§ **WORK TO COMPLETE**: Everything in the data must be repeated exactly, apart from the pictures, which are left out.

§ **DATA FOR THIS TASK**:
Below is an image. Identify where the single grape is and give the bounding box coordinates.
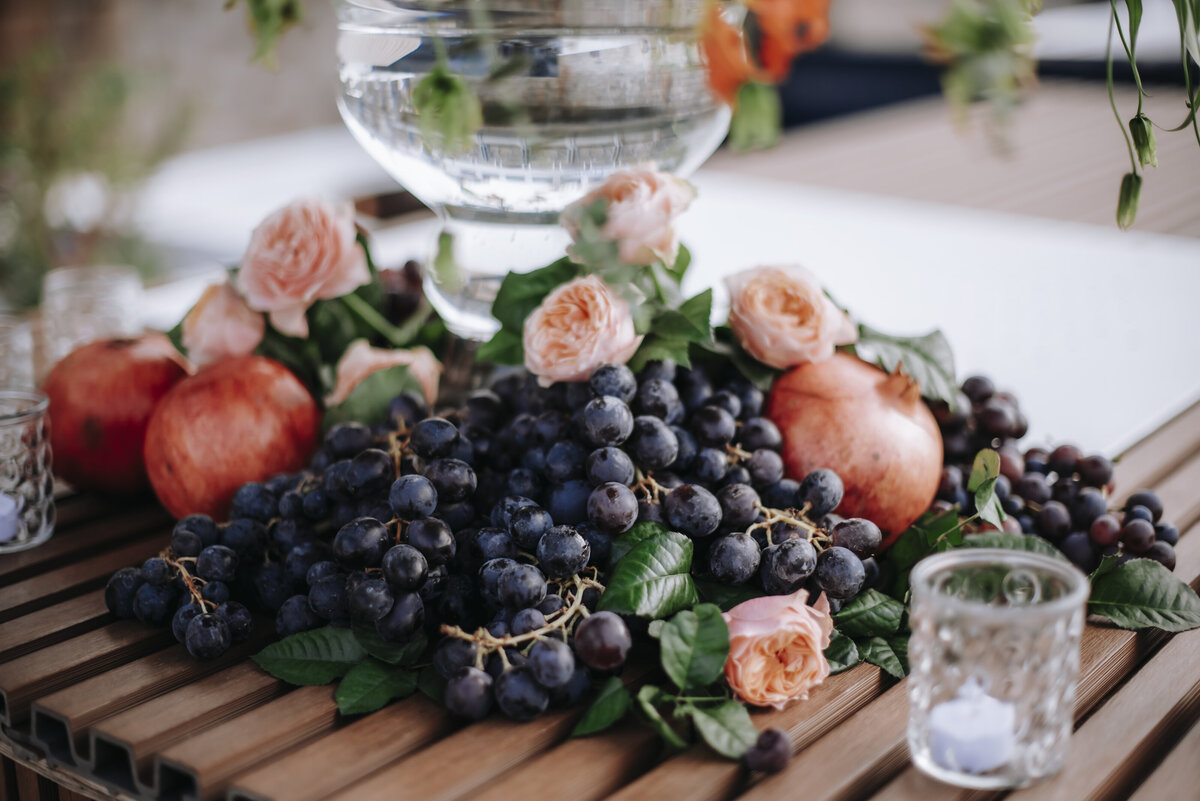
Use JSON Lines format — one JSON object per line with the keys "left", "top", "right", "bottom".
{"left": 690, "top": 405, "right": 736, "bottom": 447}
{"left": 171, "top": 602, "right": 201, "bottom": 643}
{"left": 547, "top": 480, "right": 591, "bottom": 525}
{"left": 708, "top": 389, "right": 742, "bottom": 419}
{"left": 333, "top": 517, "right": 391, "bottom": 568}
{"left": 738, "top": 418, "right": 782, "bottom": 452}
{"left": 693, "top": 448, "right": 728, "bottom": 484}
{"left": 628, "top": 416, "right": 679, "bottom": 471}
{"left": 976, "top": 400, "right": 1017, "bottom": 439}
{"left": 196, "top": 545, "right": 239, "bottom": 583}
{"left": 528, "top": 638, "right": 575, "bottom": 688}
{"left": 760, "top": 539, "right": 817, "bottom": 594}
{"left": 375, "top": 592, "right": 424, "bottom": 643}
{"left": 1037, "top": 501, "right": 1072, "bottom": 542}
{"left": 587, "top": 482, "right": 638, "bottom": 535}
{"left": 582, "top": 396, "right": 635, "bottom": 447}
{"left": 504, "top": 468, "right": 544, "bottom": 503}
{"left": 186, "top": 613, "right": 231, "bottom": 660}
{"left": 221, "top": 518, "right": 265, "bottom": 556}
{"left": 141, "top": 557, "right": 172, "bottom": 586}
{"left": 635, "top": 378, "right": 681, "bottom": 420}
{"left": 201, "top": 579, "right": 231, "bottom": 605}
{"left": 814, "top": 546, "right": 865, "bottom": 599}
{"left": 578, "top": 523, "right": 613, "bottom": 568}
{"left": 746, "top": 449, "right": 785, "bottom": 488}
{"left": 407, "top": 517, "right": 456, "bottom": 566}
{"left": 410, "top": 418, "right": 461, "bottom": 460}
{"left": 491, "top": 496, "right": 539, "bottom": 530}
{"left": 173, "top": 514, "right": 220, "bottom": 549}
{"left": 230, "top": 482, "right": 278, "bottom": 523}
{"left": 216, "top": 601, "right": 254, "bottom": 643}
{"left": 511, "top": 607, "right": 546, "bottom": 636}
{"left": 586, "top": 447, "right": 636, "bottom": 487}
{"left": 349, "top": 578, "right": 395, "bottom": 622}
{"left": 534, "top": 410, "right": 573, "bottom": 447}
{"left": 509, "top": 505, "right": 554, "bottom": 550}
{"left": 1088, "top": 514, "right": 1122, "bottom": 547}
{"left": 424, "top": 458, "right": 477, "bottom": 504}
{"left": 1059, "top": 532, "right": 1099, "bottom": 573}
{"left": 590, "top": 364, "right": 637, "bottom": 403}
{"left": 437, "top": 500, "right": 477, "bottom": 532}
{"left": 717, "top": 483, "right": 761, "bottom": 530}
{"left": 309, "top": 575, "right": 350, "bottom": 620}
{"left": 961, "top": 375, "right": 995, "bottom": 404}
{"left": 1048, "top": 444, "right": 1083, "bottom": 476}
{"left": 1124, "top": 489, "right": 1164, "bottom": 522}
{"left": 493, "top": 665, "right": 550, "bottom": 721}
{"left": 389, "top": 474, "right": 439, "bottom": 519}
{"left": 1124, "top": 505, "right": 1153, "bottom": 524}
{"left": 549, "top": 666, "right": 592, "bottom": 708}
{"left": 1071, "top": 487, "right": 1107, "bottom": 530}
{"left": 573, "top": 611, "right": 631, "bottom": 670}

§ **EXERCISE RESPONSE**:
Below is an image. Identify where the single grape is and give the bounding box coordinates.
Use JSON Lines format — one JSON object per line with the keys "left", "top", "right", "bottom".
{"left": 690, "top": 405, "right": 736, "bottom": 447}
{"left": 171, "top": 602, "right": 201, "bottom": 643}
{"left": 547, "top": 480, "right": 591, "bottom": 525}
{"left": 708, "top": 389, "right": 742, "bottom": 419}
{"left": 333, "top": 517, "right": 391, "bottom": 568}
{"left": 738, "top": 418, "right": 782, "bottom": 452}
{"left": 693, "top": 448, "right": 728, "bottom": 484}
{"left": 628, "top": 416, "right": 679, "bottom": 471}
{"left": 976, "top": 400, "right": 1017, "bottom": 439}
{"left": 196, "top": 545, "right": 239, "bottom": 583}
{"left": 528, "top": 638, "right": 575, "bottom": 688}
{"left": 760, "top": 539, "right": 817, "bottom": 594}
{"left": 375, "top": 592, "right": 424, "bottom": 643}
{"left": 1037, "top": 501, "right": 1072, "bottom": 542}
{"left": 587, "top": 482, "right": 638, "bottom": 535}
{"left": 582, "top": 396, "right": 635, "bottom": 447}
{"left": 504, "top": 468, "right": 544, "bottom": 503}
{"left": 186, "top": 613, "right": 231, "bottom": 660}
{"left": 221, "top": 518, "right": 265, "bottom": 556}
{"left": 141, "top": 557, "right": 172, "bottom": 586}
{"left": 635, "top": 378, "right": 681, "bottom": 420}
{"left": 201, "top": 579, "right": 231, "bottom": 605}
{"left": 814, "top": 546, "right": 865, "bottom": 599}
{"left": 578, "top": 523, "right": 613, "bottom": 568}
{"left": 746, "top": 449, "right": 785, "bottom": 488}
{"left": 407, "top": 517, "right": 456, "bottom": 566}
{"left": 410, "top": 418, "right": 461, "bottom": 460}
{"left": 491, "top": 496, "right": 539, "bottom": 530}
{"left": 173, "top": 514, "right": 220, "bottom": 549}
{"left": 230, "top": 482, "right": 278, "bottom": 523}
{"left": 216, "top": 601, "right": 254, "bottom": 643}
{"left": 511, "top": 607, "right": 546, "bottom": 636}
{"left": 586, "top": 447, "right": 636, "bottom": 487}
{"left": 349, "top": 578, "right": 395, "bottom": 622}
{"left": 534, "top": 410, "right": 573, "bottom": 447}
{"left": 509, "top": 505, "right": 554, "bottom": 550}
{"left": 1088, "top": 514, "right": 1122, "bottom": 547}
{"left": 424, "top": 458, "right": 477, "bottom": 504}
{"left": 1059, "top": 532, "right": 1099, "bottom": 573}
{"left": 590, "top": 364, "right": 637, "bottom": 403}
{"left": 437, "top": 500, "right": 477, "bottom": 532}
{"left": 717, "top": 483, "right": 761, "bottom": 530}
{"left": 309, "top": 575, "right": 350, "bottom": 620}
{"left": 961, "top": 375, "right": 995, "bottom": 404}
{"left": 1048, "top": 444, "right": 1083, "bottom": 476}
{"left": 1124, "top": 489, "right": 1164, "bottom": 522}
{"left": 493, "top": 665, "right": 550, "bottom": 721}
{"left": 389, "top": 474, "right": 439, "bottom": 519}
{"left": 1124, "top": 505, "right": 1153, "bottom": 524}
{"left": 549, "top": 666, "right": 592, "bottom": 708}
{"left": 1071, "top": 487, "right": 1107, "bottom": 530}
{"left": 573, "top": 611, "right": 631, "bottom": 670}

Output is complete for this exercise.